▸ Requirements
Transcribe the lines below exactly, beginning with the line that holds "of the tall" and ending with the final line, both included. Pictures are to be left out.

▸ Entries supplied
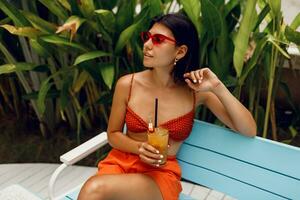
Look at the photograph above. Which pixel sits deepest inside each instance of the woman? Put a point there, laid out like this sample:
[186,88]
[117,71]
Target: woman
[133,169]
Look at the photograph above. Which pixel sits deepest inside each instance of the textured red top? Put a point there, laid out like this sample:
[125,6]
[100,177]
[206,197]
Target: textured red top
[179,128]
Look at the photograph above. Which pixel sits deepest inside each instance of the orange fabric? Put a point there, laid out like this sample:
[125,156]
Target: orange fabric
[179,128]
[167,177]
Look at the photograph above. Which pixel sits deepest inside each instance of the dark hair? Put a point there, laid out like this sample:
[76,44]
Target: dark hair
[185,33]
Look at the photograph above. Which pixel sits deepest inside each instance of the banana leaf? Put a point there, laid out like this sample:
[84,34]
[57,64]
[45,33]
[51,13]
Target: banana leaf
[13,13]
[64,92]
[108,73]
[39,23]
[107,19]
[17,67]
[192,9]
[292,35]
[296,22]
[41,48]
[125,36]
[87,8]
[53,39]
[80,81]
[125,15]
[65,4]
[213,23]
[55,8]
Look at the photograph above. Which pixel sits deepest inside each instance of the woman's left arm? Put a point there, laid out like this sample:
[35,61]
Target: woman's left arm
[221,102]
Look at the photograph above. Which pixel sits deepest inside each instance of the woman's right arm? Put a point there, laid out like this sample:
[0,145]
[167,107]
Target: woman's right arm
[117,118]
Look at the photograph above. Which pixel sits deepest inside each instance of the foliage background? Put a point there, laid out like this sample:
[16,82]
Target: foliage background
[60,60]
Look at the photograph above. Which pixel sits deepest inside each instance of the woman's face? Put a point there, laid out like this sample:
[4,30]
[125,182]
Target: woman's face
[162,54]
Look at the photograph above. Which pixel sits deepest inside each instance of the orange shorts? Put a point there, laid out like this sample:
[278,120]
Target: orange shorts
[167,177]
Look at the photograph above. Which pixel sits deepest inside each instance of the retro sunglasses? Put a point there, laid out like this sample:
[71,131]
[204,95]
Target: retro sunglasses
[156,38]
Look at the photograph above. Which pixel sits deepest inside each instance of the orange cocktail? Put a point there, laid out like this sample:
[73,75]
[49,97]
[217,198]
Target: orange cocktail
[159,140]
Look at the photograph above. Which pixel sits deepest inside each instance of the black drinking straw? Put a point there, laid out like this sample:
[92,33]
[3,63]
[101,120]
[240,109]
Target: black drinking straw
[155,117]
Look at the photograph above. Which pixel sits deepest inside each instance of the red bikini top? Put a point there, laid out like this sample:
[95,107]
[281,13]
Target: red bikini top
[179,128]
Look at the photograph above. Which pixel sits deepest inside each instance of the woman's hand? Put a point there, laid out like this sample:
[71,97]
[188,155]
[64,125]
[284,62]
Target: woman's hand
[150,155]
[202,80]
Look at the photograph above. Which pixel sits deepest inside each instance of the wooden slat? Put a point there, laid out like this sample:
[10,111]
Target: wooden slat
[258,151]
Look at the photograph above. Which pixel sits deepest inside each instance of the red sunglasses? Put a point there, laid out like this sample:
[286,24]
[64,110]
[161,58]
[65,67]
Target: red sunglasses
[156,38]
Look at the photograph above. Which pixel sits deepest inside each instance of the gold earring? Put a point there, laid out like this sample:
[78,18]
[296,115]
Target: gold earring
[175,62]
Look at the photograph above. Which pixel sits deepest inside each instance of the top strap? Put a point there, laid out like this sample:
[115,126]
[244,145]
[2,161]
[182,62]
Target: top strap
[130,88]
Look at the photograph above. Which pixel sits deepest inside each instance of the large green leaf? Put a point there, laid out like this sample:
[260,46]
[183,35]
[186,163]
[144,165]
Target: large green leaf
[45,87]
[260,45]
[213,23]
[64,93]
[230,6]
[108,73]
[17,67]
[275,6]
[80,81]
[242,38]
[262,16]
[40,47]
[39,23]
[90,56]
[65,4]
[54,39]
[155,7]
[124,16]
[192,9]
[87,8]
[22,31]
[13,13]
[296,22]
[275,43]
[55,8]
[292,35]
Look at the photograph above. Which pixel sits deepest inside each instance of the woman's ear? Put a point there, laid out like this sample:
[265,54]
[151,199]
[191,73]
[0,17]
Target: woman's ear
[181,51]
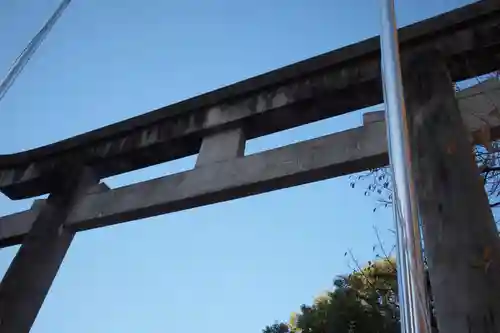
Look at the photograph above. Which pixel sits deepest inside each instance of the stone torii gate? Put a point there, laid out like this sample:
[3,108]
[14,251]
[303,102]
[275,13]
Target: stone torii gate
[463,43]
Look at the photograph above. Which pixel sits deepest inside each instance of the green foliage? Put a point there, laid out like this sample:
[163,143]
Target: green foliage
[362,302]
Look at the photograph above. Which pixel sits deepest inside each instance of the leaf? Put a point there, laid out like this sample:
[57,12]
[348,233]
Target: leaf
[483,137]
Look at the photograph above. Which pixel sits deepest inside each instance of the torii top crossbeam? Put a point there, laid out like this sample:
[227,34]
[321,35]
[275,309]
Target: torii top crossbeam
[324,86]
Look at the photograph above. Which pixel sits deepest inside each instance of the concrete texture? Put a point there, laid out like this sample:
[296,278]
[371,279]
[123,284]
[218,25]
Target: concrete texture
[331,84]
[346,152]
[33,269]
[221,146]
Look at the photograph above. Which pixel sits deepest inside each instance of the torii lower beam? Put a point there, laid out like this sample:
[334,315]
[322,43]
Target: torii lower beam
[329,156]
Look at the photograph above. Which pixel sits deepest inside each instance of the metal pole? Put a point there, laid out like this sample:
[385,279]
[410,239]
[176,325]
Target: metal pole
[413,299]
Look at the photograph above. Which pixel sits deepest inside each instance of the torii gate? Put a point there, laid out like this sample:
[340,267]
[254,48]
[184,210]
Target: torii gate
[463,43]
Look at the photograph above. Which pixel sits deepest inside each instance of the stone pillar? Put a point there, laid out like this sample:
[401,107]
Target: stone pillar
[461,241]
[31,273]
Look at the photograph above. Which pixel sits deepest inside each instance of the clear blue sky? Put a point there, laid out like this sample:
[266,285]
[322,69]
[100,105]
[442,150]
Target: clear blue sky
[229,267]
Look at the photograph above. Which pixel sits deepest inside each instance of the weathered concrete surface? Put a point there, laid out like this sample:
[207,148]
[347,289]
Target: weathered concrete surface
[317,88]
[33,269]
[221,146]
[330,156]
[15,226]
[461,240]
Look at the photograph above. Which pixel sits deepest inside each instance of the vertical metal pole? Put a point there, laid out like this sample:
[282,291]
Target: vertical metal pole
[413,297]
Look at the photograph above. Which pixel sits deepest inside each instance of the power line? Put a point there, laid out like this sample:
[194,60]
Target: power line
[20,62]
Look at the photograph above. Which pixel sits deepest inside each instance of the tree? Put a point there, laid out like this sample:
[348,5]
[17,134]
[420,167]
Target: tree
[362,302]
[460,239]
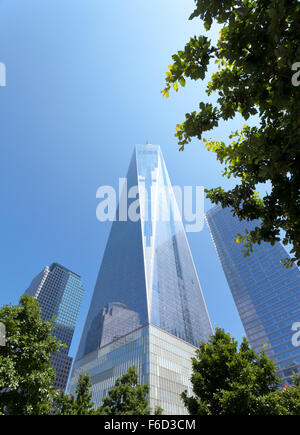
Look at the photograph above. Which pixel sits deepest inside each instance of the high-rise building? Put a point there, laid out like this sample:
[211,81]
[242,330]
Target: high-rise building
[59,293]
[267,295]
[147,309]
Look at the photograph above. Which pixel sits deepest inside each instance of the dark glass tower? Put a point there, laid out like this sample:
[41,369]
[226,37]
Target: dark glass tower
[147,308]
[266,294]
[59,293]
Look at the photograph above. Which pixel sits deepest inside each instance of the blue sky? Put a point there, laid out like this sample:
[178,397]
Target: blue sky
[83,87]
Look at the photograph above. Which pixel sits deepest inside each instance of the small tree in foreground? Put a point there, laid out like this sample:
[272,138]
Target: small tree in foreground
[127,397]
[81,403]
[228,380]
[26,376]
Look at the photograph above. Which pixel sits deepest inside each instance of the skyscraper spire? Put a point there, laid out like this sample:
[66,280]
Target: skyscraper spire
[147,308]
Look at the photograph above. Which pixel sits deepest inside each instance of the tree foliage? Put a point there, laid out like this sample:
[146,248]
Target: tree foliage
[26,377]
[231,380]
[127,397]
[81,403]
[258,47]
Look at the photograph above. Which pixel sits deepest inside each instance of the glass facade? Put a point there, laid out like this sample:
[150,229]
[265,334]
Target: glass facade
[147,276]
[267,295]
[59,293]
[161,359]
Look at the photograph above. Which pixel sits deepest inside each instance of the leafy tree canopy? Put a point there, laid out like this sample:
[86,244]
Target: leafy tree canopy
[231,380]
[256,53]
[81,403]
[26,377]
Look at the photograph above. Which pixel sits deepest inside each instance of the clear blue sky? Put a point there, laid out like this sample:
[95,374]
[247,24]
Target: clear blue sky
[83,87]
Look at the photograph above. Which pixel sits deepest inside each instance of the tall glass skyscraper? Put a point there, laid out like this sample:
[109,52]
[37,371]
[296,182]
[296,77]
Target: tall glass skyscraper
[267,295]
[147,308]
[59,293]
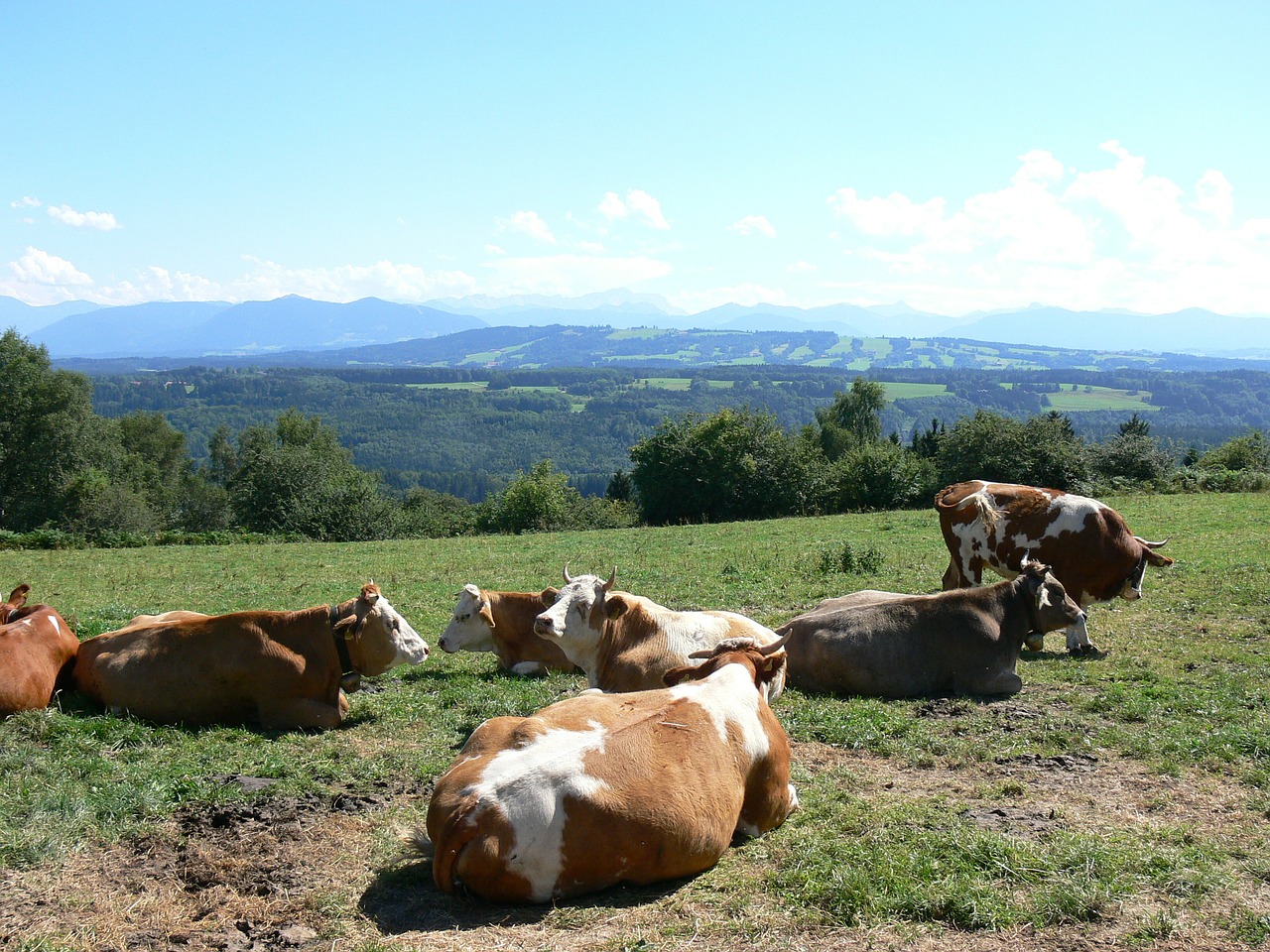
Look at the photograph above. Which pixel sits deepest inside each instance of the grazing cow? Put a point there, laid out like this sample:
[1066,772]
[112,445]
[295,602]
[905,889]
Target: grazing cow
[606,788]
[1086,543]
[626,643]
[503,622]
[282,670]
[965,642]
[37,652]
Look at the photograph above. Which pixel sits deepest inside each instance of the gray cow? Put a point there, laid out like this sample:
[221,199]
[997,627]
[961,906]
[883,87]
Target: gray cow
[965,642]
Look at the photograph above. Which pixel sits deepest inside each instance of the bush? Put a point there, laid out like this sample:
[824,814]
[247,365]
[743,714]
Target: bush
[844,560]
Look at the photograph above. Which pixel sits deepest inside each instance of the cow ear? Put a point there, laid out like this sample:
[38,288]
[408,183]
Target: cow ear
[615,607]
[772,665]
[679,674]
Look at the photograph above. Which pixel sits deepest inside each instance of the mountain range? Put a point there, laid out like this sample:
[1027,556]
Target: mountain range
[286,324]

▸ Full answer
Look at the photograph above. Which pixel sits deepest inside each instance of the tall glass skyscraper? Put a point there, laid out like this sample:
[109,52]
[37,371]
[296,182]
[296,77]
Target: tall glass skyscraper
[267,295]
[147,308]
[59,293]
Look at the photograph above. Which pixel sits deepest inside each instance of the grazing cow? Put a point there, laid out like this sample:
[1066,772]
[112,445]
[295,602]
[905,889]
Target: grazing cow
[606,788]
[1086,543]
[626,643]
[503,622]
[282,670]
[965,642]
[37,652]
Look at the photograph above. Which pixel sits deepest inside each instance of the gray cow? Put a point there, laid out like this sample:
[221,199]
[997,627]
[961,906]
[883,87]
Target: gray cow
[965,642]
Look at the photograph above. Which pixel sits deepest inside each instance of the bush? Put a point there, laid out like this sample:
[824,814]
[247,365]
[743,714]
Target: bush
[844,560]
Look at the photograph above. Which pixel sits deepest inside each instance of the cow ear? Put a point there, laid out like this sample:
[38,288]
[408,183]
Target: cow ear
[615,607]
[772,665]
[679,674]
Look at the photograph above. Which pixel sits deepest inside each instance of the mountain range? Put a point there, laid out like this sample:
[1027,556]
Target: mountain range
[286,324]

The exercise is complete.